- [Saved data entries]:
>> BEGIN

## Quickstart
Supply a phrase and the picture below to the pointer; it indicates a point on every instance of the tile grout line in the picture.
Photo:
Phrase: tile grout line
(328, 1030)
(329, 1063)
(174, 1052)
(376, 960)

>> END

- [EXERCISE GOAL]: Reproduce every line of the records verbatim.

- [THE SOLUTION]:
## Quickstart
Supply a phrase and the picture below to the pointer; it indicates a point on every instance of the tile grout line in the picture.
Photo:
Phrase: tile grout line
(328, 1030)
(329, 1063)
(174, 1052)
(376, 960)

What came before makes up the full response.